Feb 28 '24 22:02 github-actions[bot]

Looking at this PR, we would be moving the logic of the publishing from the configuration to the pipeline. I'm quite happy with that, but:

I know some people like publishing being a property of configuration (not convinced myself).
Could this solution be part of the emit block to create one place for outputs?
Could a .publish() operator to achieve the same thing but with a simpler syntax?

Mar 05 '24 12:03 adamrtalbot

OK I've read this comment which has made it more clear.

We add a second structure to Nextflow, the output block, which includes the definitions about what should be published where. This falls outside of processes and workflows which makes it more flexible. The original idea was to use topics but that was imprecise so process selectors are being used instead.

Taking a look again, I think the general idea is sound but I'm not sold on the syntax. I tried to rewrite it the other way around but ended up just re-inventing publishDir but worse 😆

output {
    select: [
        '.*:QUANTIFY_STAR_SALMON:SALMON_QUANT',
        '.*:QUANTIFY_STAR_SALMON:CUSTOM_TX2GENE',
        '.*:QUANTIFY_STAR_SALMON:TXIMETA_TXIMPORT',
        '.*:QUANTIFY_STAR_SALMON:SE_.*'
    ], path: "${params.outdir}/${params.aligner}", mode: params.publish_dir_mode
    select: 'NFCORE_RNASEQ:RNASEQ:SAMTOOLS_SORT'            , pattern: '*.bam', path: "${params.outdir}/${params.aligner}"              , enabled: { params.save_align_intermeds || params.save_umi_intermeds }
    select: 'NFCORE_RNASEQ:RNASEQ:UMITOOLS_PREPAREFORSALMON', pattern: '*.log', path: "${params.outdir}/${params.aligner}/umitools/logs", enabled: { params.save_align_intermeds || params.save_umi_intermeds }
    select: 'NFCORE_RNASEQ:RNASEQ:UMITOOLS_PREPAREFORSALMON', pattern: '*.bam', path: "${params.outdir}/${params.aligner}"              , enabled: { params.save_align_intermeds || params.save_umi_intermeds }
}

Mar 05 '24 14:03 adamrtalbot

@adamrtalbot check out the rnaseq PR that I linked above, it is less verbose than what you did. The syntax has evolved somewhat since Paolo's original proposal. Even so, the workflow outputs for rnaseq will be complicated no matter how you slice it.

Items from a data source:
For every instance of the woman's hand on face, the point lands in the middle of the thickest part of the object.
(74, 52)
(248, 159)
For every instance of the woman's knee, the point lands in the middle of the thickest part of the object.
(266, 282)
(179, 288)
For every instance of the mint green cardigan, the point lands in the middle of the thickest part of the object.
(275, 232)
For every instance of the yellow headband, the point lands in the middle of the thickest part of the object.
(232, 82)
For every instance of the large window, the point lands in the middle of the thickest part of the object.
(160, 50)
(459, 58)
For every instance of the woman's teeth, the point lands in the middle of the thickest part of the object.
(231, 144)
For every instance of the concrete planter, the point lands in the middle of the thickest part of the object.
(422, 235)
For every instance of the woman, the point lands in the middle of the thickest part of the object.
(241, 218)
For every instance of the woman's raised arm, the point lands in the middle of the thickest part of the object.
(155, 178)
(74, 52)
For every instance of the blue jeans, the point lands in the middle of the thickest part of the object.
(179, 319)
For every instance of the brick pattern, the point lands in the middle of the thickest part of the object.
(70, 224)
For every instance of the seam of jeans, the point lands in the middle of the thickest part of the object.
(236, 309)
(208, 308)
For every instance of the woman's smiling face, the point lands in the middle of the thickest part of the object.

Exercises:
a - Identify every line in the listing that contains the string "woman". Case counts.
b - Write what comes next in the thread about moving Nextflow output publishing out of the configuration, picking up after its last sentence.

Written answers:
a -
For every instance of the woman's hand on face, the point lands in the middle of the thickest part of the object.
For every instance of the woman's knee, the point lands in the middle of the thickest part of the object.
For every instance of the woman's teeth, the point lands in the middle of the thickest part of the object.
For every instance of the woman, the point lands in the middle of the thickest part of the object.
For every instance of the woman's raised arm, the point lands in the middle of the thickest part of the object.
For every instance of the woman's smiling face, the point lands in the middle of the thickest part of the object.

b -
Mar 05 '24 21:03 bentsherman

Liking this. If we really need the output block (rather than doing something with emit), this is a nice readable way of doing it.

Apr 04 '24 09:04 pinin4fjords

This is beginning to look great. All the publishing logic is in one location, easy to review and understand where it's coming from. There are two downsides to this approach:

You need to track back to the channel to find what's in there, which could be a little tricky.
It's quite verbose (there's a lot of text in one place). But then I would prefer explicit and verbose to implicit and concise.

Apr 04 '24 10:04 adamrtalbot

This is beginning to look great. All the publishing logic is in one location, easy to review and understand where it's coming from. There are two downsides to this approach:
1. You need to track back to the channel to find what's in there, which could be a little tricky.

2. It's quite verbose (there's a lot of text in one place). But then I would prefer explicit and verbose to implicit and concise.

Agreeing with Adam, it's a bit too implicit, especially what is a path what is a topic

Apr 04 '24 10:04 maxulysse

In the Nextflow PR there are some docs which explain the feature in more detail. Unfortunately the deploy preview isn't working so you'll have to look at the diff

You need to track back to the channel to find what's in there, which could be a little tricky.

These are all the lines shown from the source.